START DATA RECORDS

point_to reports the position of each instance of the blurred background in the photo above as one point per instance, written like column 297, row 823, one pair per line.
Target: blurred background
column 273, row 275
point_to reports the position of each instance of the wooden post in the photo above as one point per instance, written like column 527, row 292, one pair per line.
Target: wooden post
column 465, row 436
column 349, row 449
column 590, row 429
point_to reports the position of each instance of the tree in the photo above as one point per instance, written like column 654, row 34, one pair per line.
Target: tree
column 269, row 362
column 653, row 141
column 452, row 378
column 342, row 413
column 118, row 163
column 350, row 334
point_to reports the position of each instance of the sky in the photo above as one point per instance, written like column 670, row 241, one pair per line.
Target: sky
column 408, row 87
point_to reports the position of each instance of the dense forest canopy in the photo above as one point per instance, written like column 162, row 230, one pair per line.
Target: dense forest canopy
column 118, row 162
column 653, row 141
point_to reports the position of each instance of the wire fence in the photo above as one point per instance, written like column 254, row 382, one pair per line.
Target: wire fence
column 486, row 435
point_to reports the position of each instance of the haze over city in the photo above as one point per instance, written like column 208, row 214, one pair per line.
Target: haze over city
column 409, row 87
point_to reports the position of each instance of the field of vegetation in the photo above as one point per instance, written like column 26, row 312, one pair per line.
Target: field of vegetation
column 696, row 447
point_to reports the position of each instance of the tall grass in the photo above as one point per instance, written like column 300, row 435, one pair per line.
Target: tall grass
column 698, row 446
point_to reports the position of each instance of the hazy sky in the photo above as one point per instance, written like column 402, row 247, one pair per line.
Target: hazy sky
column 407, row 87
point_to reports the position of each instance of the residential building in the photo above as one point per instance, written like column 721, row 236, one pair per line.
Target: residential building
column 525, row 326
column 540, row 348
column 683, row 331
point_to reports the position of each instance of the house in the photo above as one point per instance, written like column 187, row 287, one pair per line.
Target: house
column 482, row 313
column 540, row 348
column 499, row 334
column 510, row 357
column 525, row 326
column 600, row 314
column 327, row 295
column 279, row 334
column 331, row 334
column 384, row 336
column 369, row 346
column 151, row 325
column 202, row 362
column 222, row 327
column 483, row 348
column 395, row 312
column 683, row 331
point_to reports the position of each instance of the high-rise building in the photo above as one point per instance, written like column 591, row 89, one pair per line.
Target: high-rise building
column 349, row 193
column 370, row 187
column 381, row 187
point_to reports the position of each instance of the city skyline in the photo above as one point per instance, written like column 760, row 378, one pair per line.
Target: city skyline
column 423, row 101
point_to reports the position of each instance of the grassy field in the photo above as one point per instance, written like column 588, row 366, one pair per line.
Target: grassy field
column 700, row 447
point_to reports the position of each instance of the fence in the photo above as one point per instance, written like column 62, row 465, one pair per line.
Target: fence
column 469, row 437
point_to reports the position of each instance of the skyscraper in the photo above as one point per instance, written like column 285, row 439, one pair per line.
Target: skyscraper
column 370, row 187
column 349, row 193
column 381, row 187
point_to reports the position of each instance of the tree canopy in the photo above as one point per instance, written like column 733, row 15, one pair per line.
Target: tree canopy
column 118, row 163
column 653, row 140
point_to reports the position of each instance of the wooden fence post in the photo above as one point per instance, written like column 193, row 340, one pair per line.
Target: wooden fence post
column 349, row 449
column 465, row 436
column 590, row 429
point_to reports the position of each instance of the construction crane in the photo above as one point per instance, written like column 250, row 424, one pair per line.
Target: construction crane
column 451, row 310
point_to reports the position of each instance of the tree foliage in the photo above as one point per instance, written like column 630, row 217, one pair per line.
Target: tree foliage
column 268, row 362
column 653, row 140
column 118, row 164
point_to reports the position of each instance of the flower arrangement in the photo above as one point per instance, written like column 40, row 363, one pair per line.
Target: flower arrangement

END DATA RECORDS

▶ _WHAT NEEDS TO BE DONE_
In the listing above, find the line holding "point_to reports the position of each instance of the dense" and the line holding "point_to reports the position of each instance of the high-rise", then output those two lines and every line between them exactly.

▶ _WORKED SOLUTION_
point_to reports the position of each instance of the dense forest canopy in the photo above as one point per instance, written like column 162, row 230, one pair per line.
Target: dense forest canopy
column 118, row 162
column 653, row 141
point_to reports the position of each instance of the wire fence in the photo above as one point per instance, written like column 254, row 382, one pair per line.
Target: wire fence
column 486, row 435
point_to reports the position of each instance of the haze over city in the photo above as one point per instance, written like column 208, row 214, one pair per line.
Target: haze over city
column 409, row 87
point_to reports the position of each instance of the field of vegetation in the photo above as one point per instance, written like column 26, row 312, one pair per line.
Target: field of vegetation
column 696, row 447
point_to reports the position of each instance of the tall grass in the photo above as one point per instance, written like column 300, row 435, one pair per line.
Target: tall grass
column 698, row 446
point_to reports the position of each instance of the hazy sky in the photo above as one point per instance, written like column 402, row 247, one pair per line.
Target: hazy sky
column 407, row 87
point_to reports the position of each instance of the residential building in the photo above as one point per instance, written like column 721, row 236, one pair per line.
Target: residential building
column 525, row 326
column 540, row 348
column 683, row 331
point_to reports the position of each instance of the house in the photo above as one point per instance, written like column 187, row 287, one pair per line.
Target: house
column 482, row 313
column 540, row 348
column 499, row 334
column 510, row 357
column 525, row 326
column 600, row 314
column 327, row 295
column 279, row 334
column 331, row 334
column 384, row 336
column 369, row 346
column 151, row 325
column 202, row 362
column 222, row 327
column 483, row 348
column 395, row 312
column 683, row 331
point_to reports the position of each instance of the high-rise building in the photo above as one point per instance, written like column 591, row 89, one pair per line.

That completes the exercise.